[start of DATASET ENTRIES]
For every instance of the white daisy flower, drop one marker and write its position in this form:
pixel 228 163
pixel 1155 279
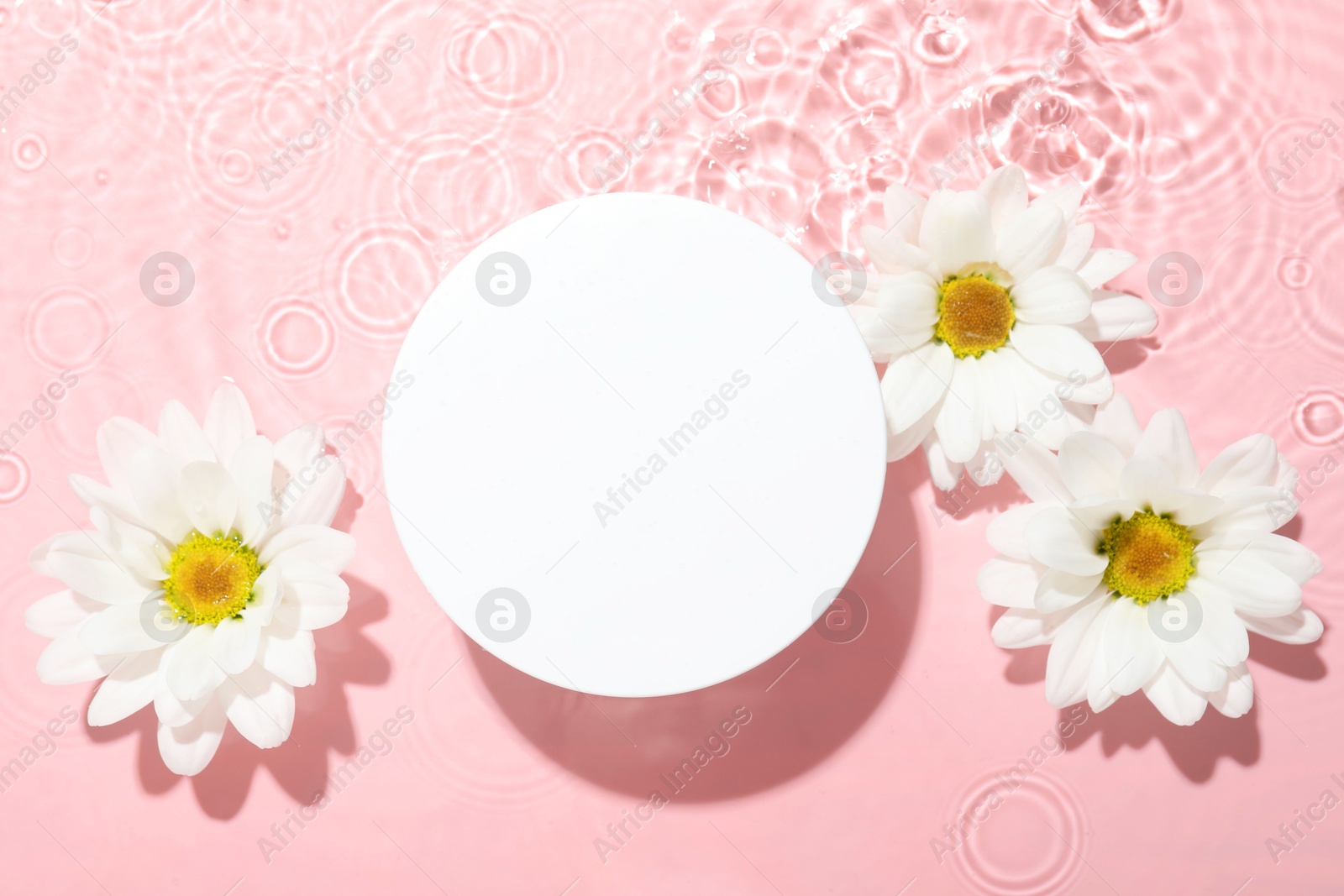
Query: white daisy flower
pixel 987 308
pixel 1142 571
pixel 210 566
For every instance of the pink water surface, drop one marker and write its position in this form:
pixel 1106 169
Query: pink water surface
pixel 148 137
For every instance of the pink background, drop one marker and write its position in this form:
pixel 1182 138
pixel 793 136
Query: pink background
pixel 148 140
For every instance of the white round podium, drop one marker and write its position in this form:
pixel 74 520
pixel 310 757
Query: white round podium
pixel 638 448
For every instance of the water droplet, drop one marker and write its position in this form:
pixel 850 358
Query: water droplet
pixel 1294 271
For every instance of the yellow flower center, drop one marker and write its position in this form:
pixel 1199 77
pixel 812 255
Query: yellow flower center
pixel 1151 557
pixel 210 578
pixel 974 315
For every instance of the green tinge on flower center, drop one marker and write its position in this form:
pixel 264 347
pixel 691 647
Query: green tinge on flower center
pixel 974 315
pixel 210 578
pixel 1151 557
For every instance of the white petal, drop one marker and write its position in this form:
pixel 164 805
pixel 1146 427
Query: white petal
pixel 909 302
pixel 188 668
pixel 961 419
pixel 1095 513
pixel 885 342
pixel 58 613
pixel 956 230
pixel 300 448
pixel 118 439
pixel 1173 698
pixel 260 705
pixel 121 629
pixel 944 473
pixel 234 644
pixel 1053 296
pixel 181 436
pixel 152 484
pixel 188 750
pixel 1146 477
pixel 1168 439
pixel 996 385
pixel 309 543
pixel 1035 470
pixel 1290 558
pixel 1247 464
pixel 1005 192
pixel 252 473
pixel 1068 197
pixel 891 254
pixel 289 654
pixel 268 591
pixel 1092 391
pixel 1077 244
pixel 1222 633
pixel 84 562
pixel 906 441
pixel 319 501
pixel 66 661
pixel 127 689
pixel 313 597
pixel 1073 653
pixel 1187 506
pixel 228 422
pixel 174 712
pixel 916 383
pixel 1021 629
pixel 1257 510
pixel 1202 672
pixel 1007 531
pixel 1059 590
pixel 1129 652
pixel 207 496
pixel 1117 317
pixel 904 210
pixel 118 503
pixel 1010 584
pixel 1254 589
pixel 138 550
pixel 1102 265
pixel 1032 241
pixel 1301 626
pixel 1061 542
pixel 1234 699
pixel 1117 423
pixel 1059 349
pixel 1090 465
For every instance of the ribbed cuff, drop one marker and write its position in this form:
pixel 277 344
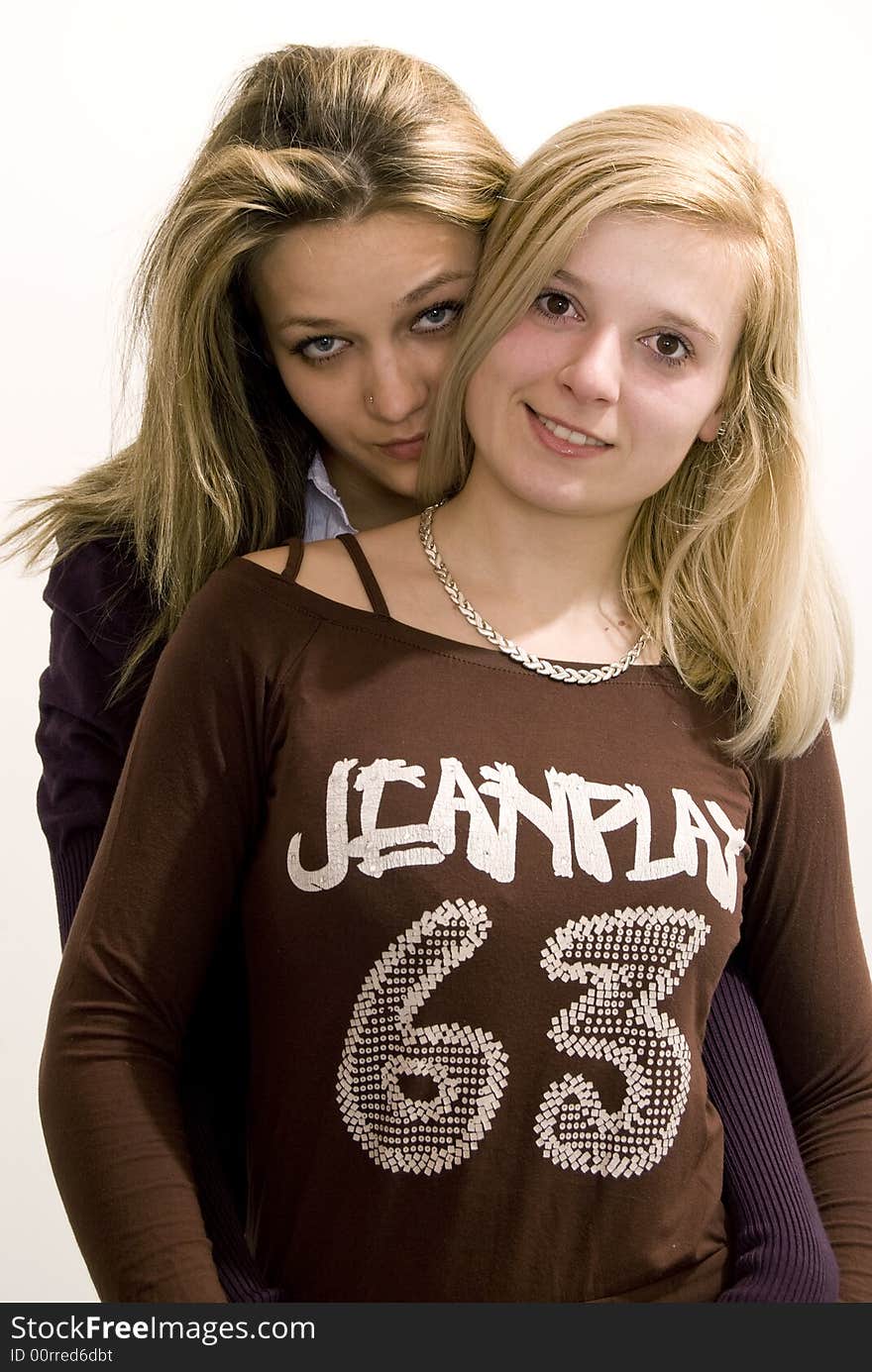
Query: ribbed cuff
[end of DATASET ENTRIES]
Please update the data above by replacing every "drop one marker" with "place one point" and keeping everything else the same. Leave the pictures out of your answer.

- RESPONSE BELOW:
For every instance of the white daisy flower, place one point and write its position in this form:
pixel 228 163
pixel 1155 279
Query: white daisy flower
pixel 987 308
pixel 1142 571
pixel 210 566
For every instance of the pink water surface, place one point and write its position in this form:
pixel 1106 169
Query: pink water surface
pixel 148 137
For every instance of the pink background, place one point and write its position in this form:
pixel 1182 138
pixel 793 136
Query: pink background
pixel 148 140
For every instance of the white round podium, place one point and write its position in this form:
pixel 74 520
pixel 310 757
Query: white round podium
pixel 638 448
For every instance of the water droplet, place one point and write its position in this form:
pixel 850 358
Query: water droplet
pixel 1294 271
For every instance of the yellow flower center, place one point and write its position in this form:
pixel 1199 77
pixel 812 255
Query: yellow flower center
pixel 1151 557
pixel 210 578
pixel 974 315
For every instance of the green tinge on flower center, place one point and write its position in this form:
pixel 264 347
pixel 691 647
Query: green tinge on flower center
pixel 974 315
pixel 210 578
pixel 1151 557
For every instance of the white petal, place one point and write its position in this form:
pixel 164 805
pixel 1146 427
Query: white petal
pixel 909 302
pixel 188 668
pixel 961 419
pixel 1095 513
pixel 885 342
pixel 58 613
pixel 956 230
pixel 300 448
pixel 118 439
pixel 1173 698
pixel 260 705
pixel 121 629
pixel 944 473
pixel 234 644
pixel 1053 296
pixel 181 436
pixel 152 484
pixel 188 750
pixel 1146 477
pixel 1168 439
pixel 996 385
pixel 309 543
pixel 1035 470
pixel 1290 558
pixel 1247 464
pixel 1005 192
pixel 252 473
pixel 1068 197
pixel 891 254
pixel 289 654
pixel 268 591
pixel 1092 391
pixel 1077 244
pixel 1222 633
pixel 84 562
pixel 906 441
pixel 319 501
pixel 66 661
pixel 127 689
pixel 313 597
pixel 1073 653
pixel 1187 506
pixel 228 422
pixel 174 712
pixel 916 383
pixel 1021 629
pixel 1257 510
pixel 1202 672
pixel 1007 531
pixel 1059 590
pixel 1129 652
pixel 207 496
pixel 1117 317
pixel 904 210
pixel 118 503
pixel 1010 584
pixel 1254 589
pixel 138 550
pixel 1102 265
pixel 1032 241
pixel 1301 626
pixel 1061 542
pixel 1234 699
pixel 1117 423
pixel 1059 349
pixel 1090 465
For every instance of the ribbed cuff, place one point and write its position in this form:
pixel 277 344
Query: ribbed cuff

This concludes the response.